### Given data
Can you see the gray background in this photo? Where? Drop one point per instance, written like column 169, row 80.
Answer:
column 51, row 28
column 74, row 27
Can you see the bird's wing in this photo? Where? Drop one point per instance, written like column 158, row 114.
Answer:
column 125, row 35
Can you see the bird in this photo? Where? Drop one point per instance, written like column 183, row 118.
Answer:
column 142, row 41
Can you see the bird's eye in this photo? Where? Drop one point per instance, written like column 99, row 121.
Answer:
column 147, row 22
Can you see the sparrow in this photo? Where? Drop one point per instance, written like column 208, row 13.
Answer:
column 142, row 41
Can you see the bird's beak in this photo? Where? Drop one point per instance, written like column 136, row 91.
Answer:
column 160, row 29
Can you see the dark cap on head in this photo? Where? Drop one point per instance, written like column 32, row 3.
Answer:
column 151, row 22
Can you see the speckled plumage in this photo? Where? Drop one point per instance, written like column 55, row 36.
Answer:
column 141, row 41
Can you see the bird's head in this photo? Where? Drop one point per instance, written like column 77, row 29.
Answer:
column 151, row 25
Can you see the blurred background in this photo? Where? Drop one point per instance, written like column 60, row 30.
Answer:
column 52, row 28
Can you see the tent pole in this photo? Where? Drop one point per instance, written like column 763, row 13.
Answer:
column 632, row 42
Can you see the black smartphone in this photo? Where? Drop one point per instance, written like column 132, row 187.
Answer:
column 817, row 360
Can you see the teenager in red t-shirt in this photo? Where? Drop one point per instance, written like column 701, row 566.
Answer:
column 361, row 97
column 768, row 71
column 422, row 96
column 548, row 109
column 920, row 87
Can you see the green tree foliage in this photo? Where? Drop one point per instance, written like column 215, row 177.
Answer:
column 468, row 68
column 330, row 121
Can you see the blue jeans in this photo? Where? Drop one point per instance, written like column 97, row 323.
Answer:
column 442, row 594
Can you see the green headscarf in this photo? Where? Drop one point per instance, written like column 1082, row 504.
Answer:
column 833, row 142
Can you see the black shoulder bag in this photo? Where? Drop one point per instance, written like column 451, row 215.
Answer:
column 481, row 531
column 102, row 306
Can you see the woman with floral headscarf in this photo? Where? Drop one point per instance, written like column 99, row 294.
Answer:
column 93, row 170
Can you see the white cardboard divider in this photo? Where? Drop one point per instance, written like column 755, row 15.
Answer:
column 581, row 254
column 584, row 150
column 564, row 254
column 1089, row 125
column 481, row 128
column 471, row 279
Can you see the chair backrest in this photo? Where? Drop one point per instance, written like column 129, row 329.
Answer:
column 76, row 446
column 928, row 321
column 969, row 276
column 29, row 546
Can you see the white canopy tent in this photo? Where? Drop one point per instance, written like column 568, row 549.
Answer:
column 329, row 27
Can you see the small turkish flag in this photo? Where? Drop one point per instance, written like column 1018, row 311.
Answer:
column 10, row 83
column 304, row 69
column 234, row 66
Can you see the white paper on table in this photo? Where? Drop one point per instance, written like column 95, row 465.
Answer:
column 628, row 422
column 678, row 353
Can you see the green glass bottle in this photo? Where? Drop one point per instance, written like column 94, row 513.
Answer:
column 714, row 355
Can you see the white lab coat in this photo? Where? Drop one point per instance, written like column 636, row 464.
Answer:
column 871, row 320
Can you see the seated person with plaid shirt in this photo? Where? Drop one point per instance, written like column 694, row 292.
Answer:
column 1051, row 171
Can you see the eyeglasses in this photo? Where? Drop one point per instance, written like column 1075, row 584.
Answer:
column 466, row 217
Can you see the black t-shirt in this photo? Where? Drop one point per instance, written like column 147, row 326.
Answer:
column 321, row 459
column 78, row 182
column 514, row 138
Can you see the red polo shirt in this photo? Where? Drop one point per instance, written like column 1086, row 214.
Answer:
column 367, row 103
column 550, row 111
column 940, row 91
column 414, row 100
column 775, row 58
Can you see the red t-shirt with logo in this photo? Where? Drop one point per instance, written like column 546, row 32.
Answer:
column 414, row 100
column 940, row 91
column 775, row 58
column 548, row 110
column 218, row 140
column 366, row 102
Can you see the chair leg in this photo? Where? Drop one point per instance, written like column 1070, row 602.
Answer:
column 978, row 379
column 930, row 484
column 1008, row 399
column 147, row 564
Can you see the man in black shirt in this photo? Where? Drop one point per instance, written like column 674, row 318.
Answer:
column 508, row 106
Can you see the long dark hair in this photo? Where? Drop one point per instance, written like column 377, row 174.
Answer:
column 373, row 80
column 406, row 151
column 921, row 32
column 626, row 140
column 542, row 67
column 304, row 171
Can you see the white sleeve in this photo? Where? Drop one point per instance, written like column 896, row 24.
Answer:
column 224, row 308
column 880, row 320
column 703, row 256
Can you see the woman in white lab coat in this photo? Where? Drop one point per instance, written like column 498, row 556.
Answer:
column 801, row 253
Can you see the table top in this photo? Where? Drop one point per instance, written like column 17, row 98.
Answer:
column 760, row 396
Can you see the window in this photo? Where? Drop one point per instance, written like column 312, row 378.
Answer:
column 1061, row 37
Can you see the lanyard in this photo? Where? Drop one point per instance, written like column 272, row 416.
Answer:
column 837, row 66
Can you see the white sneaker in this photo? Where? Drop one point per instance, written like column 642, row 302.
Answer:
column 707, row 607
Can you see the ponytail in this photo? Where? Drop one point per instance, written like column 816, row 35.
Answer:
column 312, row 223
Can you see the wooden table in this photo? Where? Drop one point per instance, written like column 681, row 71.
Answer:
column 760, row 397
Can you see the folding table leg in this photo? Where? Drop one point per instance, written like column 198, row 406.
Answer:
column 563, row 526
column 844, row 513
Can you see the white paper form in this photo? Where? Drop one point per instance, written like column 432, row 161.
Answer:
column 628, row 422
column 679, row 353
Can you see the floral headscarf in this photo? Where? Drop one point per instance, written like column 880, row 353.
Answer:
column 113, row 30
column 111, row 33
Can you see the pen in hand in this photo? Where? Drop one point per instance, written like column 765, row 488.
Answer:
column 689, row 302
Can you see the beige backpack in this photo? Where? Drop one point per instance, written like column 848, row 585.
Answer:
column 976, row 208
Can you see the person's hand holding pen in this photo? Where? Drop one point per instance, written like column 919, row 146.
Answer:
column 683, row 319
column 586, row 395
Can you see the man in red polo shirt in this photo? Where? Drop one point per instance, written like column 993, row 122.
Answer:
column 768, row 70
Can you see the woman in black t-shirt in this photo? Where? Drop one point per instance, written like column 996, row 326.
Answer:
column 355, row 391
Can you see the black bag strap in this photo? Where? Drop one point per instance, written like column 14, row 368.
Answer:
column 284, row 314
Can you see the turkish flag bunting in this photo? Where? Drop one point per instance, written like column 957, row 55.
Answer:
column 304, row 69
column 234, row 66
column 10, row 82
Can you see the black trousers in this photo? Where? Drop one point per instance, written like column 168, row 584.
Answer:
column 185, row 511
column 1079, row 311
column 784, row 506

### What is asked
Can you copy all of the records above, word for word?

### Task answer
Can you see the gray background in this photo? Where? Drop one point per instance, written like column 169, row 80.
Answer:
column 51, row 28
column 74, row 27
Can you see the bird's wing in this photo? Where? Drop one point per instance, written like column 158, row 114.
Answer:
column 125, row 35
Can you see the bird in this photo? Where? Drop one point per instance, written like column 183, row 118.
Answer:
column 142, row 41
Can you see the bird's eye in this photo? Where? Drop one point per instance, written like column 99, row 121.
Answer:
column 147, row 22
Can you see the sparrow in this photo? Where? Drop one point per instance, written like column 208, row 13.
Answer:
column 142, row 41
Can you see the bird's beak in this photo? Where? Drop one point per instance, written like column 136, row 91.
Answer:
column 160, row 29
Can you see the dark cap on head in this photo? Where? Drop one point per instance, written like column 32, row 3.
Answer:
column 151, row 22
Can you see the speckled plumage in this photo? Where? Drop one point per instance, written like column 55, row 36.
Answer:
column 141, row 41
Can you see the bird's head in this photo? Where? Drop one point per instance, written like column 77, row 29.
Answer:
column 151, row 25
Can you see the blurred background in this photo? Where? Drop one point per instance, written like column 60, row 30.
Answer:
column 52, row 28
Can you see the tent pole in this photo? Where? Drop one point per instance, written like column 763, row 13.
Answer:
column 632, row 42
Can you see the black smartphone in this photo? Where? Drop one point per instance, written like column 132, row 187.
Answer:
column 817, row 360
Can you see the teenager in red t-shirt in this photo? Where? Drop one point per instance, written like column 701, row 566.
Answer:
column 361, row 97
column 768, row 71
column 422, row 96
column 548, row 109
column 920, row 87
Can you see the green tree foliage in this photo? Where? Drop one point per instance, written like column 215, row 177.
Answer:
column 468, row 68
column 330, row 121
Can you see the blue jeans in this photo? Where? Drop one point per instance, written like column 97, row 323.
Answer:
column 442, row 594
Can you see the green headscarf in this photo? Where? Drop one point per instance, written like column 1082, row 504.
Answer:
column 833, row 142
Can you see the black shoulder bag in this photo? Where? Drop one point per instance, written like column 451, row 215.
Answer:
column 481, row 531
column 102, row 306
Can you see the woman with floral headscarf in this photo? Where? Drop one point per instance, written like column 99, row 294.
Answer:
column 93, row 170
Can you see the white cardboard divider in this photo? Where? Drop one point per instance, written like column 755, row 15.
Answer:
column 581, row 254
column 584, row 150
column 564, row 254
column 1089, row 125
column 481, row 128
column 471, row 279
Can you see the chair backrest in this photo? Where? Drop one point per instance, written like column 129, row 329.
Answer:
column 76, row 446
column 928, row 321
column 969, row 276
column 29, row 546
Can you see the white canopy tent in this photo? Where? Drop one point per instance, written like column 568, row 549.
Answer:
column 329, row 27
Can you see the small turkish flag in this photo? Where? Drop one point per instance, written like column 1018, row 311.
Answer:
column 10, row 83
column 304, row 69
column 234, row 66
Can you see the white paper on table in this photo? Where? Drop one point per instance, written like column 95, row 465.
Answer:
column 628, row 422
column 678, row 353
Can you see the green glass bottle in this photo? Where? Drop one point per instance, written like column 94, row 513.
Answer:
column 714, row 355
Can you see the white lab coat in this photo? Where? Drop one point per instance, written like column 636, row 464.
Answer:
column 871, row 320
Can you see the seated person with plaid shirt in this photo? Where? Drop one point per instance, written like column 694, row 292.
Answer:
column 1051, row 171
Can you see the eyeglasses in this photo? Where? Drop one point per instance, written like column 1075, row 584.
Answer:
column 466, row 217
Can you see the black t-shirt in this photo? Where? Drop one point per instance, written like column 147, row 326.
Answer:
column 321, row 459
column 78, row 182
column 514, row 138
Can you see the red polo shirt in this photo? Where? Drop one point per instance, written like column 1086, row 214.
Answer:
column 367, row 103
column 550, row 111
column 940, row 91
column 414, row 100
column 775, row 58
Can you see the red t-shirt with logo in this photo? Where? Drop one point per instance, written like column 546, row 32.
Answer:
column 414, row 100
column 940, row 91
column 775, row 58
column 548, row 110
column 218, row 140
column 366, row 102
Can you see the chair leg in this photo? Where? Drop one point per instance, written like column 1070, row 602.
Answer:
column 978, row 379
column 930, row 484
column 1008, row 399
column 147, row 564
Can you see the man in black shirt in this photo? Where? Drop one point per instance, written like column 674, row 318.
Answer:
column 508, row 106
Can you see the long dark hair in this photo? Where? Drop one point per instance, written like column 377, row 174.
Answer:
column 373, row 80
column 406, row 151
column 921, row 32
column 626, row 140
column 542, row 67
column 304, row 171
Can you see the white sleeve in this photo? Where? Drop one point per instance, written like column 896, row 24.
Answer:
column 224, row 308
column 880, row 320
column 703, row 256
Can you see the woman in white lab coat in this photo? Where? Drop one point per instance, written like column 498, row 556.
Answer:
column 801, row 253
Can you see the table top in this photo? Where? Drop one point per instance, written like column 17, row 98.
Answer:
column 760, row 396
Can you see the window in this photo? Where? Drop one point per instance, written like column 312, row 378.
Answer:
column 1061, row 37
Can you see the lanyard in this photo? Where? Drop one point per instance, written like column 272, row 416.
Answer:
column 837, row 66
Can you see the white sneaker in this photo? Where? Drop one point per instance, written like column 642, row 302.
Answer:
column 707, row 607
Can you see the ponytail in this photo? Where? Drop one point per instance, written like column 816, row 35.
Answer:
column 312, row 223
Can you see the wooden table in this photo? Where? Drop one point per instance, written like column 681, row 71.
Answer:
column 760, row 397
Can you see the folding table leg in this photo? Where? Drop one point per instance, written like column 198, row 406.
Answer:
column 563, row 526
column 844, row 513
Can you see the white paper form in this photo? Where? Drop one point per instance, written like column 432, row 161.
Answer:
column 628, row 422
column 679, row 353
Can you see the floral headscarf in this photo? Where? Drop one point per instance, written like column 880, row 353.
Answer:
column 113, row 30
column 111, row 33
Can you see the pen in hand in this photo? Where? Drop one point per instance, written like column 765, row 488.
Answer:
column 689, row 302
Can you see the beige backpack in this photo? Where? Drop one point per instance, written like column 848, row 585.
Answer:
column 976, row 208
Can you see the person's hand holding pen in this photo? Where? Drop one point per instance, written like column 919, row 146.
Answer:
column 683, row 319
column 586, row 395
Can you see the man in red polo shirt in this photo? Where? Drop one point per instance, written like column 993, row 122.
Answer:
column 768, row 70
Can you see the woman in black t-shirt in this photo? Where? Drop one point per instance, written like column 996, row 326.
Answer:
column 355, row 391
Can you see the black bag strap in this photo? Where? Drop one point per instance, written like column 14, row 368.
Answer:
column 284, row 314
Can you see the turkish flag bunting in this photo? Where? Drop one point per instance, written like column 957, row 55.
Answer:
column 304, row 69
column 234, row 66
column 10, row 82
Can you see the black trousers in this photo? Where? Drop one point per instance, written like column 168, row 584.
Answer:
column 185, row 511
column 1079, row 311
column 784, row 506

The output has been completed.